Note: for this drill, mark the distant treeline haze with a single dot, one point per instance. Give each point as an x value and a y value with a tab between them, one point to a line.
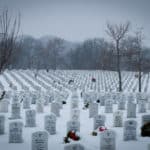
56	53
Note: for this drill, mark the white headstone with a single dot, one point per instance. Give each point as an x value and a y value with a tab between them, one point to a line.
108	106
142	106
2	124
40	140
99	120
73	126
55	108
4	105
131	110
50	124
15	111
145	119
30	118
15	132
75	114
93	110
39	106
108	140
130	127
118	119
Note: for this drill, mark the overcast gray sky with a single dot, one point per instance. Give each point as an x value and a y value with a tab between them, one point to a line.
77	20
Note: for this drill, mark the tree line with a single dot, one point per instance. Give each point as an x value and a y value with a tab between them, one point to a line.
124	51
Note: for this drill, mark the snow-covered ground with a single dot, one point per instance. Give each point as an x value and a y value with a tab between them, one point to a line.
105	81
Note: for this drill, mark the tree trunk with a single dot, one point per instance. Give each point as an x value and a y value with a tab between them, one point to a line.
118	66
140	76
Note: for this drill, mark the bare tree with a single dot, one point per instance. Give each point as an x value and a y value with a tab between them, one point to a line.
117	33
139	52
9	29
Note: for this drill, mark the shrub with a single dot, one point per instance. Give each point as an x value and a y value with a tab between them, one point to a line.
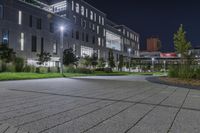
173	71
108	70
77	70
197	73
19	64
10	67
54	70
43	70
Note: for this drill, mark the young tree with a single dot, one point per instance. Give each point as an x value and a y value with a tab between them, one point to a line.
180	42
111	61
69	58
121	62
101	63
86	61
7	54
43	57
94	60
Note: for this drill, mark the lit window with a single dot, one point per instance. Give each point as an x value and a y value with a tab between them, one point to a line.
1	11
102	21
99	41
5	37
72	5
20	17
86	13
77	8
91	15
95	17
22	42
99	19
82	11
97	29
55	48
86	51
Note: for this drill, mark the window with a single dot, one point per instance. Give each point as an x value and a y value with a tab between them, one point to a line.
87	37
30	21
5	37
72	5
39	24
22	42
91	15
99	19
102	21
95	17
99	41
83	23
20	17
93	39
86	13
42	45
86	51
77	8
77	35
83	36
74	17
34	44
55	48
82	10
72	33
97	29
51	27
1	12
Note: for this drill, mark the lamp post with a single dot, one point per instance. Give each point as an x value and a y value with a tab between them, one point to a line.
61	48
129	52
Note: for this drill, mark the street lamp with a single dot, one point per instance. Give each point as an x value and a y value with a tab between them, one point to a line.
129	52
61	48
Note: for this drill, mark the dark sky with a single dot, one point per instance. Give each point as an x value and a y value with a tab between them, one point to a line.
155	18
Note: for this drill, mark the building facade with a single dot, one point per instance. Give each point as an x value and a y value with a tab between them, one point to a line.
33	26
153	44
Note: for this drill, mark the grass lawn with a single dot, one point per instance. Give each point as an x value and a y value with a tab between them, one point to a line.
22	76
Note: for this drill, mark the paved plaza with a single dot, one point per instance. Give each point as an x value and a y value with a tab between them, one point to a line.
125	104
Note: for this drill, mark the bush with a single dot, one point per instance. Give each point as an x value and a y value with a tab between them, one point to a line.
197	73
29	68
43	70
182	71
108	70
77	70
19	64
173	71
54	70
10	67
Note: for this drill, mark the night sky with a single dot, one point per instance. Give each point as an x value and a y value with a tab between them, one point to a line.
155	18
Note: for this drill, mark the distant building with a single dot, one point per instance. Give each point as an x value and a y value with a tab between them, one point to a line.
153	44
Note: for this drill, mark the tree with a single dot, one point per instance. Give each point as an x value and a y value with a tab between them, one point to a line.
7	54
86	61
180	42
43	57
121	62
101	63
111	61
69	58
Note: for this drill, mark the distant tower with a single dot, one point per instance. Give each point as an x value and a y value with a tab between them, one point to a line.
153	44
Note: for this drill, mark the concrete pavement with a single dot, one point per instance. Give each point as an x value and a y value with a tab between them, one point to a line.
117	104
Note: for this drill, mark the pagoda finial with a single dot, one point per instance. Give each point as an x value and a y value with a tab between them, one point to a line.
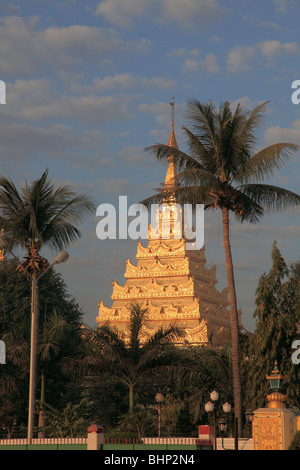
172	139
171	173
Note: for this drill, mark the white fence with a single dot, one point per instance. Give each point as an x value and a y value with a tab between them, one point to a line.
53	440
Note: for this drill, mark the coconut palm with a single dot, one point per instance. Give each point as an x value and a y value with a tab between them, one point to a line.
37	216
131	360
223	170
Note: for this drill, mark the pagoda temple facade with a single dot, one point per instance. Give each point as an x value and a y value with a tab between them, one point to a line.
172	283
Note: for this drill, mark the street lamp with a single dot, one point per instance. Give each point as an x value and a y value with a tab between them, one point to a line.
210	408
62	257
159	398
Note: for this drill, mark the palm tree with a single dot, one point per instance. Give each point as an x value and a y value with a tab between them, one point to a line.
55	327
130	361
224	171
36	216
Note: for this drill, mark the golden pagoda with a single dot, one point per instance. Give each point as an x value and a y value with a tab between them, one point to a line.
172	283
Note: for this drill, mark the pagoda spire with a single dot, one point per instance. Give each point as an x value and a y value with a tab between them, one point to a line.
171	172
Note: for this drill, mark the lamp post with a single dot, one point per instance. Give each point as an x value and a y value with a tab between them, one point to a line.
62	257
210	408
159	398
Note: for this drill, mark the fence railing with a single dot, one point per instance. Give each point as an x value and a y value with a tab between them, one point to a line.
46	441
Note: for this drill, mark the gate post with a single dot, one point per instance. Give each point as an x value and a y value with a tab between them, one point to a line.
95	437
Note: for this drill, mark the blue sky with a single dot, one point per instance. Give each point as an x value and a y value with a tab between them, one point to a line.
88	88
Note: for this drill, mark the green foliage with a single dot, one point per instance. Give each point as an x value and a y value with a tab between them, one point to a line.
277	312
15	312
68	422
137	424
295	445
130	363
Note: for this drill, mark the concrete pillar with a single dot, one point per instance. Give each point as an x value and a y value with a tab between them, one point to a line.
95	437
273	428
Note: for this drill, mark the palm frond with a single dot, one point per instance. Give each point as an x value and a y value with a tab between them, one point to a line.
265	162
271	197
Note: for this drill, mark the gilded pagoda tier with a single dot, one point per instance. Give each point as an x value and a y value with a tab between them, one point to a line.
175	287
170	281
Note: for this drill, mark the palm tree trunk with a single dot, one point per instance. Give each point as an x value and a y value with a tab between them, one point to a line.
41	413
33	356
234	323
131	401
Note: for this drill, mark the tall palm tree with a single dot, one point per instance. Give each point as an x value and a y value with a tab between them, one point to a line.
55	327
130	361
39	215
223	170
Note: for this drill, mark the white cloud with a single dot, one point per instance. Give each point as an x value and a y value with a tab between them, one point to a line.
189	13
208	64
121	12
115	186
283	134
125	82
25	49
240	58
272	50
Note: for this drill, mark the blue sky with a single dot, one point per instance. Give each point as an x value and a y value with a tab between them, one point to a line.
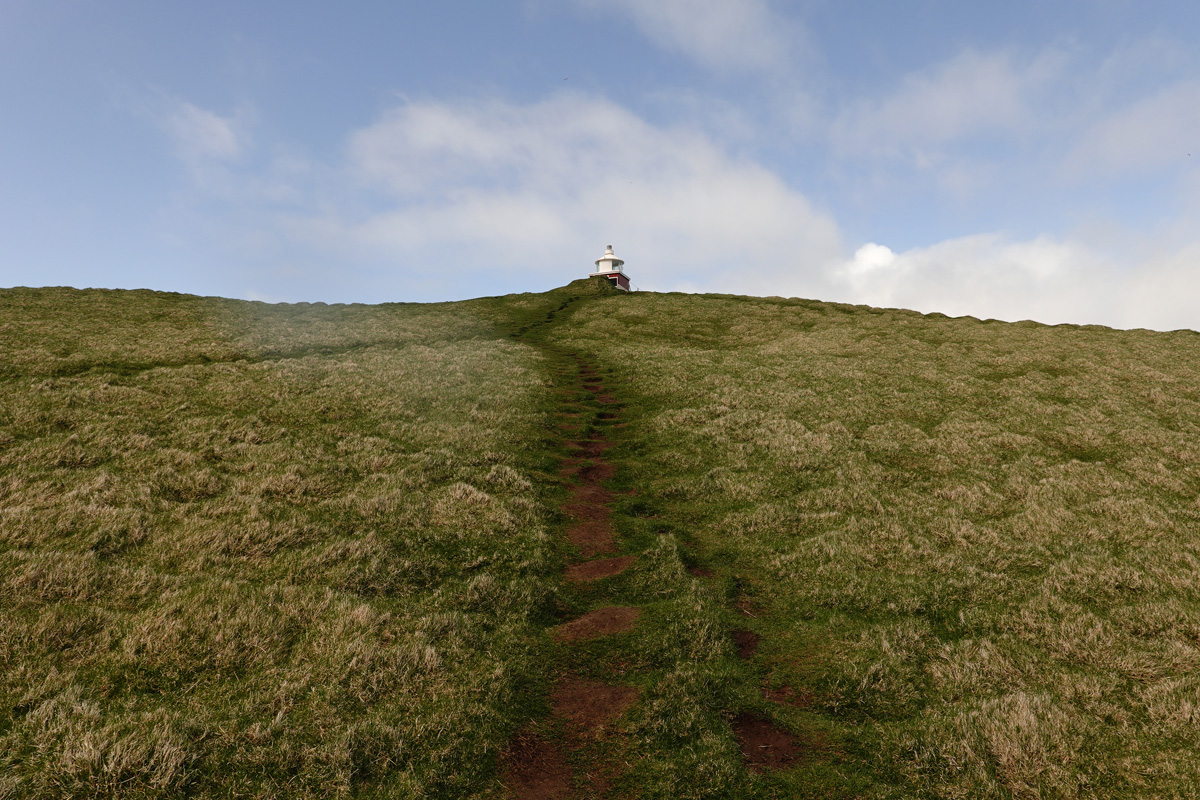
1020	160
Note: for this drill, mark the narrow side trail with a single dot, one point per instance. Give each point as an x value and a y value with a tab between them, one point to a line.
627	619
573	751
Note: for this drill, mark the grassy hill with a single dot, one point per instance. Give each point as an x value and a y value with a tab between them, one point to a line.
317	551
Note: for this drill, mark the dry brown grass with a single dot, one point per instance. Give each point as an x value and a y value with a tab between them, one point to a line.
263	551
993	527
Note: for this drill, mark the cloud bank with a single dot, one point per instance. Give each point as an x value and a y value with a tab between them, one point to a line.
537	187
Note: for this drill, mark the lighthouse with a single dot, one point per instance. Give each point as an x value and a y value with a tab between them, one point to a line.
609	266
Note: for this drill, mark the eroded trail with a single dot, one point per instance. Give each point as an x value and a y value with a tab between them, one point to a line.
569	753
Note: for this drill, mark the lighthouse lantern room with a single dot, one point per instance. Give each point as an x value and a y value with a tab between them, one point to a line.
609	266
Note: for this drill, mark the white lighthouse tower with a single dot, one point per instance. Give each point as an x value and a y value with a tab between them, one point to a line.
609	266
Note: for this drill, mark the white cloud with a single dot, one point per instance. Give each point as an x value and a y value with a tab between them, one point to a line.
1044	278
538	187
201	134
723	34
972	94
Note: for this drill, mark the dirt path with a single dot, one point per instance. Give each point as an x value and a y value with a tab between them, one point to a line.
575	752
565	756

• _Short task_: Reproduce everything from the line containing "Note: for this drill, mark the cloud" down through the end of the items, swapping "dirt path" for "gravel path" and leaving all else unchanged.

• _Result below_:
Note: for this drill, mark the cloud bank with a single dot, one point per instance. Give each point as an x value and a y value with a tab between them, one point to a line.
537	187
Note: for this drill, mark the lighthouse with a single dot, one point per instance. Give each point as an x value and a y value with a tab between them, one point to a line.
609	266
Note: for this drill, mark the eroded trail with a single dot, one point per instance. Give each point as an x value and a y value with a tab between them, one point to a line.
569	753
Note: for this drill, mark the lighthouse lantern room with a single dot, one point per instance. Give each point as an x value and a y value with a tab between them, one point to a line.
609	266
Note: for this drill, mark the white lighthouse tower with a single dot, one point per instance. Give each point as an x value and a y value with a tab between them, one point to a line.
609	266
Note: for this drill, mark the white cloud with a single dot, one point per instance. Give each point as an x value and a y value with a tab between them, one point to a line.
1044	278
538	187
201	134
723	34
972	94
Note: for this drill, mark the gravel path with a single dot, one point per instance. Give each point as an x value and a y value with a tab between them, one point to a line.
575	752
565	756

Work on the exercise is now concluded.